# iPad Sales



## GinnyB (Dec 19, 2009)

Wow! Good for Steve aka Apple!

"Apple today announced that iPad sales have topped two million in less than 60 days since its launch on April 3. “Customers around the world are experiencing the magic of iPad, and seem to be loving it as much as we do,” said Steve Jobs, Apple’s CEO. “We appreciate their patience, and are working hard to build enough iPads for everyone.”


----------



## GinnyB (Dec 19, 2009)

Here's the link...

http://www.apple.com/pr/library/2010/05/31ipad.html?sr=hotnews.rss


----------



## hsuthard (Jan 6, 2010)

I saw that, that's just incredible to me! My husband is working on an iPad app right now, so we need a two-million person audience to sell it to once it's done!


----------



## Eeyore (Jul 16, 2009)

hsuthard said:


> I saw that, that's just incredible to me! My husband is working on an iPad app right now, so we need a two-million person audience to sell it to once it's done!


Holly, let us know what he is working on and when it is posted on iTunes. He might net some sales from the folks here at KB!

Best Wishes!


----------



## hsuthard (Jan 6, 2010)

Eeyore said:


> Holly, let us know what he is working on and when it is posted on iTunes. He might net some sales from the folks here at KB!
> 
> Best Wishes!


Don't worry, I'll be shouting from the rooftops when it's in the App Store  It's a guitar training/improv app (so far).


----------



## robertlc (May 10, 2009)

Make that 2 million and one. 

I just went over to the dark side. Picked up a 16GB wifi at Best Buy today.


----------



## The Hooded Claw (Oct 12, 2009)

robertlc said:


> Make that 2 million and one.
> 
> I just went over to the dark side. Picked up a 16GB wifi at Best Buy today.


Welcome to the Dark Side, young Jedi.....

Way to go, Robert! Out of curiosity, did they have any 3G available?


----------



## GinnyB (Dec 19, 2009)

robertlc said:


> Make that 2 million and one.
> 
> I just went over to the dark side. Picked up a 16GB wifi at Best Buy today.

*Stated goal a:* Rewrite the records starting at the line that contains "Can you find the baby's head?" and ending at the end of the records, with "head" replaced by "face" and everything else left unchanged.

*The data:*
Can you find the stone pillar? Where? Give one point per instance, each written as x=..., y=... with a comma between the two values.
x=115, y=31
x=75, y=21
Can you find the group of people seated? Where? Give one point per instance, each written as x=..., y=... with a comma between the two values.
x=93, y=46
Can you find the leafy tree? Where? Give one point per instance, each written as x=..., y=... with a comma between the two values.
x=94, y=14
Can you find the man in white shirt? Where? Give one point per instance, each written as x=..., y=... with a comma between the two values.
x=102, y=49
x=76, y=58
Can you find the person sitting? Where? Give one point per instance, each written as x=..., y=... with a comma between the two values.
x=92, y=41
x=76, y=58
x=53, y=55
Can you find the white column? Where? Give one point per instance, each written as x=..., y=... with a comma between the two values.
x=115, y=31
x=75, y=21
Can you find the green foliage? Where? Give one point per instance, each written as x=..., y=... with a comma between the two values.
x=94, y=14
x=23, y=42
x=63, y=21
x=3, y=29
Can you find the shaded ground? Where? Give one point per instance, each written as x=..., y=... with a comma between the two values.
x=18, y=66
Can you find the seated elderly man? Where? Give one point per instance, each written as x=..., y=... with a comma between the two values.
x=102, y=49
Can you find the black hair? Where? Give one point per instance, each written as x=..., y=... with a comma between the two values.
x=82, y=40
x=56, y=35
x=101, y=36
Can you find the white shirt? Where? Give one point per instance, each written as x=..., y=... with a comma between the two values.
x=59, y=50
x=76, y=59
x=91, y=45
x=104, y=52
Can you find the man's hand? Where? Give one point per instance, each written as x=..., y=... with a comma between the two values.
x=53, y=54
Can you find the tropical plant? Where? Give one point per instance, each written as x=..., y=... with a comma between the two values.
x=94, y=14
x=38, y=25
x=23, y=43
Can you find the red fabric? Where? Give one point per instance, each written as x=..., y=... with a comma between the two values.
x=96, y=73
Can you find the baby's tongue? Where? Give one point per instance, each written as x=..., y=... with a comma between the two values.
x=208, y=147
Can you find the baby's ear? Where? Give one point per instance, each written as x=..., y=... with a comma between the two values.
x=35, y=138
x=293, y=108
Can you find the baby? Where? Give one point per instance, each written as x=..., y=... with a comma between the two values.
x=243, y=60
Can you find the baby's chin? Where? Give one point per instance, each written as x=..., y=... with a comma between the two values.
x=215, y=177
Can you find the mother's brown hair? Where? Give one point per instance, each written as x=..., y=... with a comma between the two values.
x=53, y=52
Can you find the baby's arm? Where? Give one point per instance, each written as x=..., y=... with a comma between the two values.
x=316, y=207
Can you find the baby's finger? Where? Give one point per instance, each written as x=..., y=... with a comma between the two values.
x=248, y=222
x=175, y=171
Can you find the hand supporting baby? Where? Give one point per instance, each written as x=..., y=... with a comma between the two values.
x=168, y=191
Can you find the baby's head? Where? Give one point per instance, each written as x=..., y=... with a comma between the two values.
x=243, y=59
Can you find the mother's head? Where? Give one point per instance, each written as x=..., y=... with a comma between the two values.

*Stated goal b:* Write the next part of the forum thread about iPad sales, picking up after its last post.

*Task response a:*
Can you find the baby's face? Where? Give one point per instance, each written as x=..., y=... with a comma between the two values.
x=243, y=59
Can you find the mother's face? Where? Give one point per instance, each written as x=..., y=... with a comma between the two values.

*Task response b:*
Cool! Enjoy! My 2nd iPad hasn't arrived yet. I'm coming to you live from my MacAir while hubby is hogging my iPad... again.


----------



## robertlc (May 10, 2009)

The Hooded Claw said:


> Welcome to the Dark Side, young Jedi.....
> 
> Way to go, Robert! Out of curiosity, did they have any 3G available?


Yes, they got a shipment of 16GB wifi and 64GB 3G. I saw about 6 left of the 16Gb version, don't know how many they got of the 3G.


----------



## akpak (Mar 5, 2009)

Steve Jobs was interviewed at All Things D last night, and he said that since it launched, they've sold an iPad every 3 seconds. Wow...


----------



## hsuthard (Jan 6, 2010)

akjak said:


> Steve Jobs was interviewed at All Things D last night, and he said that since it launched, they've sold an iPad every 3 seconds. Wow...


I read about that interview. He also said that they came up with the concept for the iPad before they created the iPhone, and when they saw the initial designs they decided it would make a great phone and pursued that first. Very interesting!


----------



## GinnyB (Dec 19, 2009)

Hubby's 34/3 should be here sometime today. He'll be shocked then mad then be giddy. (in that order)


----------



## Koi (Apr 28, 2010)

GinnyB said:


> Hubby's 34/3 should be here sometime today. He'll be shocked then mad then be giddy. (in that order)


and then you'll get your iPad back to All Yours.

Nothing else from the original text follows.